■ **Text under study**

__________

Sunday, January 30, 2005

Shut Up 'n' Play Yer Guitar

There's a fellow I know named Matt Rae, a regular guy living in an ordinary house on one of those quiet Connecticut streets, but he's a guy's who's worth introducing to anyone who hasn't already met him. In addition to being a pleasant fellow who likes B movies and who is kind to dogs and children, Matt is a guy who can, at any moment he pleases, wring some lightning and thunder out of a guitar neck and knock the listener out of his chair and into the street. He is, in a way, the most genuine kind of musician there is: one whose aspirations coincide with the immediacy of second-to-second communication, who plays without the cop-out of irony, and whose only goal is to bust out some notes and tear the universe a new one right when it least expects it. C'mon, let's go now, down to his basement; let him pick one of the guitars off the wall and lay down some funky shit that Homer and Cervantes would have been down with, lookout jangles for holy prophets and colliding suns. Hell, I've heard him tear the blues out of a $3.95 Toys 'R' Us kiddie ukulele, and he makes it sound good. Incredibly rare it is to find musicians who possess this kind of astounding technical ability and that elusive quality the old-timers call "soul," and Matt Rae has both, in spades.

For those of you who aren't able to catch him on one of his club dates, you could probably do a lot worse than to visit his website, mattrae.com, and preview some of the tracks from his latest CD, "Twang!" Check out the savage hillbilly assault of "Road Rage" and the down-home cockeyed grin of "Tele Savalas", get back to the oceanic with "Floatin'" or "Sonic Blue", or just wrap your mind around the million-dollar solos that pepper the whole crazy porridge, and you've got a rocket in your brain like Buzz Aldrin only dreamed of. Get on board, cosmonauts, 'cause the crummy planet we're on is old news and the cool kids are outta here.

__________

Items listed in a dataset
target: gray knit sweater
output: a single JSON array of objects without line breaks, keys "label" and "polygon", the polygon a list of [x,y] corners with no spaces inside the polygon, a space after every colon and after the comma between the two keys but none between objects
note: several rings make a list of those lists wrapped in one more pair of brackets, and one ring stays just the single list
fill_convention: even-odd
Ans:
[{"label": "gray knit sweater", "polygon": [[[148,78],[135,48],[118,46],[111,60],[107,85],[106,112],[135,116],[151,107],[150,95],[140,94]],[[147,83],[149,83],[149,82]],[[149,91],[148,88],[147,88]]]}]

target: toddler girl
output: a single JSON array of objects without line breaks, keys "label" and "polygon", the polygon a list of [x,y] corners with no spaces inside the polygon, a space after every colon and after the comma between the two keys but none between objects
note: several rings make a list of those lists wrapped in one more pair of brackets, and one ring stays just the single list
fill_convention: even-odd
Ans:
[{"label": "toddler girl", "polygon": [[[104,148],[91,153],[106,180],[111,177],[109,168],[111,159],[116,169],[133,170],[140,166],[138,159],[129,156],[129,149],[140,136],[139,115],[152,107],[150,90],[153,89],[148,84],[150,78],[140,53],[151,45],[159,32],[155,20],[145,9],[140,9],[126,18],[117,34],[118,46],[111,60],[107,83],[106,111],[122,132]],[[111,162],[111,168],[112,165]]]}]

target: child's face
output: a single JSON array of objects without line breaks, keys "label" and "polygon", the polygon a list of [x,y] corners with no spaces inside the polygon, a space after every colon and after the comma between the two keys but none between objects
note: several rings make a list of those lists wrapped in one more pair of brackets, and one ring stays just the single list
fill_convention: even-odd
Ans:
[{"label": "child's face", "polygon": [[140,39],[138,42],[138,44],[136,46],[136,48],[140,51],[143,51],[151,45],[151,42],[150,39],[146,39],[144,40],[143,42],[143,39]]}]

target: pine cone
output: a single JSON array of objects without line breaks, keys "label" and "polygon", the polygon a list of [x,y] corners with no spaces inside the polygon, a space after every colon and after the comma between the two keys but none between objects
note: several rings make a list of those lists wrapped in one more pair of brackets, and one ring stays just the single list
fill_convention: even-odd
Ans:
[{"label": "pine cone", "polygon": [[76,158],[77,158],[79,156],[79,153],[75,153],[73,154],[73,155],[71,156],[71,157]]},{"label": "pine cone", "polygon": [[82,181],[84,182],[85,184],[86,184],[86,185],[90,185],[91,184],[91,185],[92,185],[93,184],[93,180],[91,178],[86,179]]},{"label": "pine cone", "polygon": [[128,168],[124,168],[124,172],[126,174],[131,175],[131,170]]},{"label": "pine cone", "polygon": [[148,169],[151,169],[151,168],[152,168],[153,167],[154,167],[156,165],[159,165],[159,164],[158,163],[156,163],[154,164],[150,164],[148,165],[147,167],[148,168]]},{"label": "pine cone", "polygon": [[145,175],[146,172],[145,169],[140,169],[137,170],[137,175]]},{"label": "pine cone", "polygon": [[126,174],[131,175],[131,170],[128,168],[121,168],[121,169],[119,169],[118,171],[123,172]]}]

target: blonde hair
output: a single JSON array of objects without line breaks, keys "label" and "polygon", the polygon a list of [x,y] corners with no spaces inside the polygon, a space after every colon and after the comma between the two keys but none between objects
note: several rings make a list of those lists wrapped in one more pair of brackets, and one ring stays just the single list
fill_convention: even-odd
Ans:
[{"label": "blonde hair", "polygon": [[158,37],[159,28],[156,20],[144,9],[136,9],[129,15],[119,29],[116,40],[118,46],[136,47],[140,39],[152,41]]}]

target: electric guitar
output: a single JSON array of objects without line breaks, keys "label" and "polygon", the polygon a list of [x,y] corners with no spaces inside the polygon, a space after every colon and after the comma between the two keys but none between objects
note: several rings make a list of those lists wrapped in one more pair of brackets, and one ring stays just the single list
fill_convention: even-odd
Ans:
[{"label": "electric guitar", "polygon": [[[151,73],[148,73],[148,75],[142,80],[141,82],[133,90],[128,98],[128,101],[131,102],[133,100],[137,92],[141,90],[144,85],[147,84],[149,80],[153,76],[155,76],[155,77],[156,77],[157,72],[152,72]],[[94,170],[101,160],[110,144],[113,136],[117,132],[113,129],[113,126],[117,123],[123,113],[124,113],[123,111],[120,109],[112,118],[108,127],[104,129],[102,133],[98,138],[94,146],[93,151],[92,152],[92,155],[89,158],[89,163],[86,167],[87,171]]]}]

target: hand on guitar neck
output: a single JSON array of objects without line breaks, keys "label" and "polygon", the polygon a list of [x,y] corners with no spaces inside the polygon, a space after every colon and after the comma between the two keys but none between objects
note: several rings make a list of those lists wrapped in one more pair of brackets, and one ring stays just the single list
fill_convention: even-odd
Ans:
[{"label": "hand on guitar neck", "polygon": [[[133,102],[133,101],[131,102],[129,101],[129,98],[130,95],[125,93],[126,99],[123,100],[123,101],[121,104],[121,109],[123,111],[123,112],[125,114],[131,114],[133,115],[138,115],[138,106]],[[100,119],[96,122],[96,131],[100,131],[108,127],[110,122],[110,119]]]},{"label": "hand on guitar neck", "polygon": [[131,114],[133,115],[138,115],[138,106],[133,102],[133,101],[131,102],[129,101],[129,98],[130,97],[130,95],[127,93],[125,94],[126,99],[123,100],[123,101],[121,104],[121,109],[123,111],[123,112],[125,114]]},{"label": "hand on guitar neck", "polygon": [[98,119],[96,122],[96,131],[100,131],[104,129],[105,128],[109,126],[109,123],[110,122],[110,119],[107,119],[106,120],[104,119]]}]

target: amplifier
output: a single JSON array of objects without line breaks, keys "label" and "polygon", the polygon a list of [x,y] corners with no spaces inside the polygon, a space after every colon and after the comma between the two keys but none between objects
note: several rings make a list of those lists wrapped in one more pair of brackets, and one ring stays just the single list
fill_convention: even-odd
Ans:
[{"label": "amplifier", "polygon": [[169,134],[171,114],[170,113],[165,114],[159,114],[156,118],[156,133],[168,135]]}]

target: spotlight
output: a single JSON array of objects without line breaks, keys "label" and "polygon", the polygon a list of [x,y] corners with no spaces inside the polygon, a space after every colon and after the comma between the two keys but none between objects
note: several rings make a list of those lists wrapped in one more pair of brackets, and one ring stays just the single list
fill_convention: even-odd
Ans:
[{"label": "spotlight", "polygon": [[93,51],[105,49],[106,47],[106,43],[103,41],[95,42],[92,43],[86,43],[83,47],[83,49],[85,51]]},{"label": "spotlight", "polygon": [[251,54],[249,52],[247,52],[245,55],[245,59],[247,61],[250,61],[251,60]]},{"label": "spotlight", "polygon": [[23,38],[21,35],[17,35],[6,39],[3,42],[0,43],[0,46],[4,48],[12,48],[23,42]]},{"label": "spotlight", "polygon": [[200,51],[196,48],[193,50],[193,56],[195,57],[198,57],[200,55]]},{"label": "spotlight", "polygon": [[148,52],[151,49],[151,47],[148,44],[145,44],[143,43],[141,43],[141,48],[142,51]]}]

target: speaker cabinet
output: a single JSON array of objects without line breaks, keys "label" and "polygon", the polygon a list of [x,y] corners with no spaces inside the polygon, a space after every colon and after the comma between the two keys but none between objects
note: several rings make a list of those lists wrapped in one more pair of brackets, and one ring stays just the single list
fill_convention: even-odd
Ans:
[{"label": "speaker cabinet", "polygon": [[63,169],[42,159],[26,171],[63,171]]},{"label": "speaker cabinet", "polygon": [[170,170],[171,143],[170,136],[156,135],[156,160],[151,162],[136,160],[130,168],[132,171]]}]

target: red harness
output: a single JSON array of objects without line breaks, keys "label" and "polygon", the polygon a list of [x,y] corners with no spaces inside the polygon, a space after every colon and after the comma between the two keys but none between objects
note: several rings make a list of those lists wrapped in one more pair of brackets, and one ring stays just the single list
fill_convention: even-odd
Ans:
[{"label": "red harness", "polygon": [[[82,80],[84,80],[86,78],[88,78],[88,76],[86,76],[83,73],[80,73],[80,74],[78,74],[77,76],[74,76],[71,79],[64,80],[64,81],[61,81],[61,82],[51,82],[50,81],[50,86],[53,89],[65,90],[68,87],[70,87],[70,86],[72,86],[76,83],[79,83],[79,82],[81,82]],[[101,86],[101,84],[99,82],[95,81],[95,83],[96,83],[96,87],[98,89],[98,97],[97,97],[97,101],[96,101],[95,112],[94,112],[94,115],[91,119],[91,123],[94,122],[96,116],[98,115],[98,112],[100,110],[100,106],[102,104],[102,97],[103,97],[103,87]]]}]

__________

■ **Exercise 1**
In the post about Matt Rae:
(a) In what state is the quiet street where Matt Rae lives?
(b) What is the title of his latest CD?
(c) On what instrument has the writer heard him tear out the blues?
■ **Exercise 2**
Write out the post about Matt Rae from "For those of" up to and including "are outta here.".
■ **Exercise 3**
Does each statement agree with the post about Matt Rae?
(a) Matt Rae plays with irony.
(b) His website is mattrae.com.
(c) "Road Rage" is one of the oceanic tracks.

■ **Expected answer 1**
(a) Connecticut
(b) "Twang!"
(c) A $3.95 Toys 'R' Us kiddie ukulele

■ **Expected answer 2**
For those of you who aren't able to catch him on one of his club dates, you could probably do a lot worse than to visit his website, mattrae.com, and preview some of the tracks from his latest CD, "Twang!" Check out the savage hillbilly assault of "Road Rage" and the down-home cockeyed grin of "Tele Savalas", get back to the oceanic with "Floatin'" or "Sonic Blue", or just wrap your mind around the million-dollar solos that pepper the whole crazy porridge, and you've got a rocket in your brain like Buzz Aldrin only dreamed of. Get on board, cosmonauts, 'cause the crummy planet we're on is old news and the cool kids are outta here.

■ **Expected answer 3**
(a) No: "who plays without the cop-out of irony"
(b) Yes: "visit his website, mattrae.com"
(c) No: "the savage hillbilly assault of "Road Rage""